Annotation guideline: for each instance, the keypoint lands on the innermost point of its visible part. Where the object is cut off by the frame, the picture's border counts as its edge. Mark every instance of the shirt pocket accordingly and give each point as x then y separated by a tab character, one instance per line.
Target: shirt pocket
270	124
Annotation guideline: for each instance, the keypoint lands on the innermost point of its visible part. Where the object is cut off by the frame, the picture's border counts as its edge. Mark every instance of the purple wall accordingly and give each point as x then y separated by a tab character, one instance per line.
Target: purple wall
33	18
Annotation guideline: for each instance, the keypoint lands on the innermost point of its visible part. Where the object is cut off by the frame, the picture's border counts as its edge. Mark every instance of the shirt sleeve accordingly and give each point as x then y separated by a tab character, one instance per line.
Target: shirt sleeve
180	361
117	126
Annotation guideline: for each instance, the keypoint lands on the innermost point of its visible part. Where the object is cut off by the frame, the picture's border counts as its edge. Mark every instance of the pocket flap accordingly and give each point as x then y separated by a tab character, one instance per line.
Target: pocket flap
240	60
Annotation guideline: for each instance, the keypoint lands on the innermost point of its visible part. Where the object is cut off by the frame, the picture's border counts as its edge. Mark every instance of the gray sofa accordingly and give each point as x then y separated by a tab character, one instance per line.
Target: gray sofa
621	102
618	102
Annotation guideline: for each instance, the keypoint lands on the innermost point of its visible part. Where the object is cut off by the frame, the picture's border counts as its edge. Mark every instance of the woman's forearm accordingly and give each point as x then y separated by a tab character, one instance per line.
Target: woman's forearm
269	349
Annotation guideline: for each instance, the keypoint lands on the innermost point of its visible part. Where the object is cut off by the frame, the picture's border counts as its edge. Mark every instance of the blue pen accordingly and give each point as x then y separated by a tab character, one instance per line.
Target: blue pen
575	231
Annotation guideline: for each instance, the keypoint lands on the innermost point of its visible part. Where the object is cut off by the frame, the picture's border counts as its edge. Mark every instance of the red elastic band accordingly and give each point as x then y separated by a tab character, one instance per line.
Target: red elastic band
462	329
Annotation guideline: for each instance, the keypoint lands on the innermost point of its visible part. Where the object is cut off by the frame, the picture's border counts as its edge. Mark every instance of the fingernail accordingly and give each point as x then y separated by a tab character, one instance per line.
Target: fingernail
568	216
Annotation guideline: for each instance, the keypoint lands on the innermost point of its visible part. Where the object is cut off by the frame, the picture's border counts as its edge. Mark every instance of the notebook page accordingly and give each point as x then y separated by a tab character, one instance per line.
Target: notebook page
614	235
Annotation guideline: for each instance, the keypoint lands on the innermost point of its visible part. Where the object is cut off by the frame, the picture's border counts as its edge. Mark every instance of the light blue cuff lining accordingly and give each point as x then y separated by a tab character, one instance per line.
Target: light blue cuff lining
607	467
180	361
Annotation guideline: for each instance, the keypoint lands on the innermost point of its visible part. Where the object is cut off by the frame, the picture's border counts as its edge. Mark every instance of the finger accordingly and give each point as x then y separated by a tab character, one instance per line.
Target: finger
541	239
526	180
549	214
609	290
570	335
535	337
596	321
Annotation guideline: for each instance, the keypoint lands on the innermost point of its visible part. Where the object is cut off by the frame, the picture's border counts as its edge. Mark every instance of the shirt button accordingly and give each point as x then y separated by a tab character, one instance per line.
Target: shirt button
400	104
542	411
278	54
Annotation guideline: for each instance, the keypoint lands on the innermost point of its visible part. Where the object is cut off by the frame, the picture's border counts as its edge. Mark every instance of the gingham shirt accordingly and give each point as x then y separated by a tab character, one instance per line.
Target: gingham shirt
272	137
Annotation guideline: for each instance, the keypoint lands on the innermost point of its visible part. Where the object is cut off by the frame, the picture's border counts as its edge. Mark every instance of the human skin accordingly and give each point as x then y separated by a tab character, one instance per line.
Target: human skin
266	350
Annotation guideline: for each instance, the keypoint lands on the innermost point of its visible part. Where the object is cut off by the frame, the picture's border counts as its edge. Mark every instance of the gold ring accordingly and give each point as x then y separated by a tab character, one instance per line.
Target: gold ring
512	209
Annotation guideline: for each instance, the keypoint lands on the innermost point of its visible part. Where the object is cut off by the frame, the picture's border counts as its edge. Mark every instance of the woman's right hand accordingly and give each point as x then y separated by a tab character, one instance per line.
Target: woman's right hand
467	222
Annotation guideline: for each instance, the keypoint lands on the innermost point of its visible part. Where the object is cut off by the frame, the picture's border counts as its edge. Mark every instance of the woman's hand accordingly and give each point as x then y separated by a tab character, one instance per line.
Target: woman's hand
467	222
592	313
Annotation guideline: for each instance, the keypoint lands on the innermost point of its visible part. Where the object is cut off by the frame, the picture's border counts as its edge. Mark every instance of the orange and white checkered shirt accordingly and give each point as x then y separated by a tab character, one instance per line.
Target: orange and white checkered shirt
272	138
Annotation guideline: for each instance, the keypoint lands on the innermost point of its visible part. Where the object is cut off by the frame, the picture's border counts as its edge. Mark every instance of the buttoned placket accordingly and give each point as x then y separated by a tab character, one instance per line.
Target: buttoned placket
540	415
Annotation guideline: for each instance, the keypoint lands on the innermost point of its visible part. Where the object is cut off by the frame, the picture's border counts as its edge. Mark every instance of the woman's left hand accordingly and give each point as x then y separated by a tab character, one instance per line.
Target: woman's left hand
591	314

---+---

Problem to work on - Whatever appears in the data above is to be set down exactly.

Written response -
Annotation guideline: for each instance, the keypoint lands on the innermost point of its visible part. Where the object is cut off by the frame, the picture's border counts as its edge. Mark every instance of the shirt pocket accordingly and give each point as x then y separated by a tab character, one instance per line.
Target: shirt pocket
270	124
Annotation guideline: for each instance, the keypoint lands on the innermost point of its visible part. Where the object is cut off by the frame, the picture's border counts as its edge. Mark every instance of the purple wall accordingly and give each point as x then y separated by a tab character, one instance per line.
Target: purple wall
33	18
Annotation guideline: for each instance, the keypoint lands on the innermost point of its visible part. Where the object is cut off by the frame, the picture's border counts as its edge. Mark every instance of the shirt sleeve accordingly and give each point as x then y separated by a tab character, one instance per line.
Target: shirt sleeve
180	361
117	126
Annotation guideline: for each instance, the keypoint lands on the innermost point of its visible part. Where the object is cut off by the frame, the picture's border counts as its edge. Mark every instance of the pocket flap accordingly and give each point as x then y separated by a tab character, one instance per line.
Target: pocket flap
240	60
Annotation guideline: for each instance, the keypoint lands on the innermost point of its visible part. Where the object is cut off by the frame, the picture's border counts as its edge. Mark every instance of the gray sofa accordingly and give each point as x then y separated by a tab character, one instance per line.
Target: gray sofa
621	102
618	102
Annotation guideline: for each instance, the keypoint lands on the innermost point of its visible part. Where the object is cut off by the frame, the picture's border counts as its edge. Mark every instance of the woman's forearm accordingly and give each point as x then y separated by a tab character, one instance per line.
Target: woman's forearm
269	349
Annotation guideline: for each instance, the keypoint lands on the innermost point of its visible part. Where the object is cut off by the frame, the picture's border counts as its edge. Mark every instance of the blue pen accordingly and give each point as x then y separated by a tab character, one instance per line.
Target: blue pen
575	231
Annotation guideline: for each instance, the keypoint lands on the innermost point of its visible part. Where the object is cut off by the frame, the picture's border counts as its edge. Mark every instance of the red elastic band accordingly and give each point as x then y separated by a tab character, one instance per line.
Target: red elastic band
462	329
Annotation guideline: for each instance, the keypoint lands on the innermost point of its visible part. Where the object is cut off by the frame, the picture's border counts as its edge. Mark every instance of the fingernail accordingly and give each point as x then y separated by a tab character, one instance per line.
Target: fingernail
568	216
Annotation guideline: for each instance, the keypoint lands on the innermost point of its visible part. Where the object is cut off by the frame, the picture's border counts as its edge. Mark every instance of the notebook page accordingly and give each point as x then y separated by a tab character, one instance per line.
Target: notebook page
614	235
Annotation guideline: for each instance, the keypoint lands on the innermost point of its visible part. Where the object is cut off by the frame, the picture's border counts as its edge. Mark every instance of the light blue cuff lining accordingly and give each point as x then y separated by a tab character, one instance per line.
Target: light blue cuff lining
607	467
180	361
Annotation guideline: for each instance, the keypoint lands on the innermost point of its visible part. Where the object is cut off by the frame, the picture's border counts as its edge. Mark every instance of the finger accordingly and give each point as x then y separated by a tab character, one instance per line.
Target: finger
541	239
526	180
549	214
609	290
570	335
535	337
596	321
Annotation guideline: for each instance, the keypoint lands on the innermost point of its visible part. Where the object is cut off by the frame, the picture's border counts as its edge. Mark every instance of the shirt button accordingly and give each point as x then y separated by a tab character, one instance per line.
Target: shirt button
400	104
542	411
278	54
Annotation guideline: for each instance, the keypoint lands on the innermost point of its visible part. Where the object is cut off by the frame, the picture's border counts as its edge. Mark every instance of the gingham shirt accordingly and give each point as x then y separated by a tab character, one instance per line.
Target: gingham shirt
272	137
Annotation guideline: for each instance, the keypoint lands on the innermost point of its visible part. Where the object is cut off by the frame, the picture's border counts as its edge. Mark every instance of the human skin accordingly and give each point as x then y separated by a tab character, one instance per line.
Target: human skin
266	350
Annotation guideline: for each instance, the keypoint lands on the innermost point of its visible part. Where the object is cut off by the frame, the picture's border counts as its edge. Mark every instance of the gold ring accordingly and give each point as x then y separated by a tab character, one instance per line.
Target: gold ring
512	209
Annotation guideline: for each instance, the keypoint lands on the innermost point of its visible part. Where the object is cut off by the frame, the picture's border counts as its edge. Mark every instance of the woman's right hand accordingly and give each point as x then y separated by a tab character, one instance per line.
Target: woman's right hand
467	222
Annotation guideline: for each instance, the keypoint lands on the innermost point of its visible part. Where the object is cut off by the frame, the picture's border counts as its edge. Mark every instance of the woman's hand accordingly and give each point as x then y separated by a tab character, one instance per line.
Target: woman's hand
467	222
592	313
Annotation guideline: for each instance, the keypoint lands on the innermost point of its visible part. Where the object is cut off by the frame, the picture's border counts as its edge. Mark every instance of the orange and white checkered shirt accordingly and give each point as x then y separated by a tab character, one instance per line.
Target: orange and white checkered shirt
272	138
Annotation guideline: for each instance, the keypoint lands on the innermost point of its visible part. Where the object is cut off by the frame, the picture's border counts as its edge. Mark every instance of the buttoned placket accordingly and give each point as x then y separated by a tab character, one instance per line.
Target: buttoned placket
540	415
Annotation guideline: for each instance, the keypoint lands on the innermost point of its visible part. Where the object is cut off by the frame, the picture's border counts as its edge. Mark every instance of the woman's left hand accordingly and give each point as x then y separated by a tab character, one instance per line.
Target: woman's left hand
591	314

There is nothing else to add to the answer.